EXERCISE DETAILS: Write out exactly the lines from the one containing "Formation-chart tagging: label the pickup truck rear" through the last line of the records below, including both.
--- RECORDS ---
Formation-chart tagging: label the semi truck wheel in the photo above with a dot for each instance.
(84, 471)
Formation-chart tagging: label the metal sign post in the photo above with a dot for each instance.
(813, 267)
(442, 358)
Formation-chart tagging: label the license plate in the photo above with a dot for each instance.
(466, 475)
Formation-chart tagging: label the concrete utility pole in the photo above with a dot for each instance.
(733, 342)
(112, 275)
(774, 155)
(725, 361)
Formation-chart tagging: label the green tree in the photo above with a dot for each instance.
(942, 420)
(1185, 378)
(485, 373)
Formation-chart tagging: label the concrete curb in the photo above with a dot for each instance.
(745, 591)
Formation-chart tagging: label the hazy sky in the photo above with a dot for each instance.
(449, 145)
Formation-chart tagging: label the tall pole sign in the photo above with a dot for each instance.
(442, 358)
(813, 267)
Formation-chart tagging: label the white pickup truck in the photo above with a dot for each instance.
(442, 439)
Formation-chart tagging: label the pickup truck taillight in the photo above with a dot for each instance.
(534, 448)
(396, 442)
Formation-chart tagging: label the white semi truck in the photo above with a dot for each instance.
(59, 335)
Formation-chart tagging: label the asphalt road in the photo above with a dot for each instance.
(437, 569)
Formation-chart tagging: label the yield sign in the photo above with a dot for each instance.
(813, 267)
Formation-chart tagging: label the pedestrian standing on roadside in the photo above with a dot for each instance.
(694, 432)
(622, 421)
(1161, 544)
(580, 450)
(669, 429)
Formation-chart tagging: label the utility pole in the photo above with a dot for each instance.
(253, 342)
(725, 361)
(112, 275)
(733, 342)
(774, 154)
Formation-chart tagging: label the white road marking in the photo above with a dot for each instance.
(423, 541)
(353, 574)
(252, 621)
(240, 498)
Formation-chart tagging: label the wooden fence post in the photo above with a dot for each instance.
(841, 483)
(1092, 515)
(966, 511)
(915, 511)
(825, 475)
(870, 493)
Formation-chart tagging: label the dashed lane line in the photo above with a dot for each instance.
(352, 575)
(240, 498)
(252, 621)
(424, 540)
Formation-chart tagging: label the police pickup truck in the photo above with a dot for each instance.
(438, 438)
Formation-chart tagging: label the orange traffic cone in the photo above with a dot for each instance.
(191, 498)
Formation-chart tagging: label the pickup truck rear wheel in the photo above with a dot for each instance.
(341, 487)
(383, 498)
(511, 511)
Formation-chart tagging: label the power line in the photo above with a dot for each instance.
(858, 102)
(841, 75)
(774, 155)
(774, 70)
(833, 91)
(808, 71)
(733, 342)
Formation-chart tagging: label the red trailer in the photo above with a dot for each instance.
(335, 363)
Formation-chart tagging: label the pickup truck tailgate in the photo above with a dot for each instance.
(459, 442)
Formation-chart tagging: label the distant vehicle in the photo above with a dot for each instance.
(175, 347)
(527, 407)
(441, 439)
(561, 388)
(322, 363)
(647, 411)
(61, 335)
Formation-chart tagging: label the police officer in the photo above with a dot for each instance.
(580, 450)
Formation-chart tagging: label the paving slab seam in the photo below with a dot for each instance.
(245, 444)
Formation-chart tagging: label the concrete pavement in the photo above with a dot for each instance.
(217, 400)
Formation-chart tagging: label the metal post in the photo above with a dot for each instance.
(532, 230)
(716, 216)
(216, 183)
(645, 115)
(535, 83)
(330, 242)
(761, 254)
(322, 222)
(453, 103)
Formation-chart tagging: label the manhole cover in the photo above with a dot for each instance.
---
SOLUTION TO THIS EXERCISE:
Formation-chart tagging: label the pickup truck rear wheel in the photo above with a dot for each instance.
(341, 487)
(383, 498)
(511, 511)
Formation-chart tagging: label the power line in the photo above with a dot for each instance.
(858, 102)
(841, 75)
(774, 155)
(774, 70)
(833, 91)
(808, 71)
(733, 342)
Formation-chart tagging: label the red trailer in the photo above with a dot for each instance.
(335, 363)
Formation-chart tagging: label the pickup truck tailgate in the photo above with a dot for each instance.
(459, 442)
Formation-chart tagging: label the distant vehicle in the photo above with a dot for each instance.
(175, 347)
(527, 407)
(441, 439)
(561, 388)
(322, 363)
(647, 411)
(61, 335)
Formation-chart tagging: label the police officer in the photo above with a dot for each instance.
(580, 450)
Formation-chart tagging: label the paving slab seam in the photo below with a dot for each instance.
(245, 444)
Formation-chart tagging: label the concrete pavement in the photo above with a dot for each instance.
(217, 400)
Formation-chart tagging: label the metal post in the photo above with a dot for each instance.
(532, 230)
(716, 216)
(216, 183)
(645, 115)
(535, 83)
(330, 242)
(761, 254)
(322, 222)
(453, 103)
Formation-chart tagging: label the manhole cover in the photo above with a dot for each instance.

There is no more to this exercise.